(Excerpts of location labeling data)
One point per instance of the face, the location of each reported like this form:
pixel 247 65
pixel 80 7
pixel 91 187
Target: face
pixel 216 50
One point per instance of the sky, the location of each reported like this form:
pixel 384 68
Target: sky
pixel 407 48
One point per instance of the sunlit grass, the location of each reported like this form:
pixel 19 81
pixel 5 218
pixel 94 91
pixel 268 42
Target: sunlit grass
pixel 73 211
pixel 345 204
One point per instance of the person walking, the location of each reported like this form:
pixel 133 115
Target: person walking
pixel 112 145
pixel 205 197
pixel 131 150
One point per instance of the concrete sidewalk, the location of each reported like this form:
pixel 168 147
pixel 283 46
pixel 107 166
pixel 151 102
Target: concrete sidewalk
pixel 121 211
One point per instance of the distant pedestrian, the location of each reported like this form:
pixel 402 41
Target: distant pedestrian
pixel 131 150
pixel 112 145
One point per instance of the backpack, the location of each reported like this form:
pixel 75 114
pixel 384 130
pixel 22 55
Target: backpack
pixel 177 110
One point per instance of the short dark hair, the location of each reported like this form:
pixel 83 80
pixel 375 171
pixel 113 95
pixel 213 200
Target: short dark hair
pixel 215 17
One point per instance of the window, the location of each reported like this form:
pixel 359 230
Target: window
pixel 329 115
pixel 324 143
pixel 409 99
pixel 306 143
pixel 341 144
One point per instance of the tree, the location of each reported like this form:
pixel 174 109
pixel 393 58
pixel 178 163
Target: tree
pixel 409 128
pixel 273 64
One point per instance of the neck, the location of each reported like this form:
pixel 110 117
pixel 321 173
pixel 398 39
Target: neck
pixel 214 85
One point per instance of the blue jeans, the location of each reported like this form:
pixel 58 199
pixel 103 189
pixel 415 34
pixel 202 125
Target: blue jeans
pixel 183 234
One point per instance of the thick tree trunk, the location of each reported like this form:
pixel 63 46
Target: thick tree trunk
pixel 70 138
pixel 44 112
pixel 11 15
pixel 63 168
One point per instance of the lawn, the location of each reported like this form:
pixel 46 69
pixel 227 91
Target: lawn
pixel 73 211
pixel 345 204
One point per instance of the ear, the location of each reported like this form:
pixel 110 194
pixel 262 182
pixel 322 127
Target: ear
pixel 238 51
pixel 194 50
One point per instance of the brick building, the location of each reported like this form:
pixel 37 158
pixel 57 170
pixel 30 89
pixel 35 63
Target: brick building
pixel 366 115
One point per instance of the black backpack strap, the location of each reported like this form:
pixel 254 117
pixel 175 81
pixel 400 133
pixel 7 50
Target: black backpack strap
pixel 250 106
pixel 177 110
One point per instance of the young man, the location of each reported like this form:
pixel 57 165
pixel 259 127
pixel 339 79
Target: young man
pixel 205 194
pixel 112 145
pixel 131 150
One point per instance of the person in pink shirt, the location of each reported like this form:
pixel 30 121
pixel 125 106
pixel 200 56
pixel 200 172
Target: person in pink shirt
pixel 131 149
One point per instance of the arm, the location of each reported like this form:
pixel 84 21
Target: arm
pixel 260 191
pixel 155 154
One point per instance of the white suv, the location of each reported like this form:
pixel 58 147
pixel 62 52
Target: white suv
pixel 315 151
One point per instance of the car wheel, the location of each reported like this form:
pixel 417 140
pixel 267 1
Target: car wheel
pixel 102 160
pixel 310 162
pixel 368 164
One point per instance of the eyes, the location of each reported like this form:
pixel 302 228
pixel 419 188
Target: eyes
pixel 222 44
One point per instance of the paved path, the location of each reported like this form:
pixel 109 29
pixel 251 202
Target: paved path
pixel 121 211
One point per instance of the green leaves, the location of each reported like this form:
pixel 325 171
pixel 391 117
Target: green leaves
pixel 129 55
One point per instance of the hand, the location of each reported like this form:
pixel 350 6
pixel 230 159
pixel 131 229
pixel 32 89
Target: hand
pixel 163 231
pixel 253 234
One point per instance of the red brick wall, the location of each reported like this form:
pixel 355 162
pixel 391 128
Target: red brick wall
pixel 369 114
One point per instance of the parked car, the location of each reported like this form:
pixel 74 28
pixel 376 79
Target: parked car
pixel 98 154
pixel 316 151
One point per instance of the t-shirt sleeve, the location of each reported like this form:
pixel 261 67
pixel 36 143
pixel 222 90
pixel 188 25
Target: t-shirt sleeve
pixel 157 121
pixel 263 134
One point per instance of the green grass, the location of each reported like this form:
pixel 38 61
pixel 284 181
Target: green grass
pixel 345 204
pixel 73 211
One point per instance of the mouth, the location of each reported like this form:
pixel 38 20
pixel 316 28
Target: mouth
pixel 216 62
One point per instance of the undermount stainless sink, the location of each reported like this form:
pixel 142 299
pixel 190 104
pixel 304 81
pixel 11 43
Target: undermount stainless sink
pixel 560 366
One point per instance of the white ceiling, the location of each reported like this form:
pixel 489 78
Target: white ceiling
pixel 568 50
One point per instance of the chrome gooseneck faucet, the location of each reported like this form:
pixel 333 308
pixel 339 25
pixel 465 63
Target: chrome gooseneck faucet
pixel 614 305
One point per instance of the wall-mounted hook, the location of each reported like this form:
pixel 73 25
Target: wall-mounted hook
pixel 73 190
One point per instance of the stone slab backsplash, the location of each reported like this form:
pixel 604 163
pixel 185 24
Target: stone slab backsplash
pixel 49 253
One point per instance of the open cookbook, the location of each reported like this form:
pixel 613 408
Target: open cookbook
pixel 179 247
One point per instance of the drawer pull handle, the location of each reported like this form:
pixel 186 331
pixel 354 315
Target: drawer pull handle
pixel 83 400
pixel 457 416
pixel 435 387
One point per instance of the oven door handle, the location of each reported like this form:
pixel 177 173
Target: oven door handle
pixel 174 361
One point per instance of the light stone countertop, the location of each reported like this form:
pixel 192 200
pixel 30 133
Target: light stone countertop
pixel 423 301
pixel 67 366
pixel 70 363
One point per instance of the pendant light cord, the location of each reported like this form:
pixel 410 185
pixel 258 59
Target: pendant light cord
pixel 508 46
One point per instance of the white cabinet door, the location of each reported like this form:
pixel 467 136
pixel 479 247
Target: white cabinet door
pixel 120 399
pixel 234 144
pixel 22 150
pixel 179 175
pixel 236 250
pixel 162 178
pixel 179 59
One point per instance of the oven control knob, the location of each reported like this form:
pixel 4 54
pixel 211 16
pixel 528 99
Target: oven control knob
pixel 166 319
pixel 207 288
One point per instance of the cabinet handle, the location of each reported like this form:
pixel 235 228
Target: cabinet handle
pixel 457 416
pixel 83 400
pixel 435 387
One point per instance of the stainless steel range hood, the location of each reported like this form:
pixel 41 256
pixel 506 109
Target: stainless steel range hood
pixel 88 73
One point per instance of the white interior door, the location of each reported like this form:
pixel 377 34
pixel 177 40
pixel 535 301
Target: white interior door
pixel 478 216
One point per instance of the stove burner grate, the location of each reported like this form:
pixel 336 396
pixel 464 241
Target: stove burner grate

### PROBLEM TO SOLVE
Copy the material above word for word, from its opening line through the line containing "pixel 407 48".

### EXERCISE RESPONSE
One point per instance of the face, the location of each reported like this form:
pixel 247 65
pixel 80 7
pixel 91 187
Target: face
pixel 216 50
One point per instance of the sky, the location of each reported like this form:
pixel 384 68
Target: sky
pixel 407 48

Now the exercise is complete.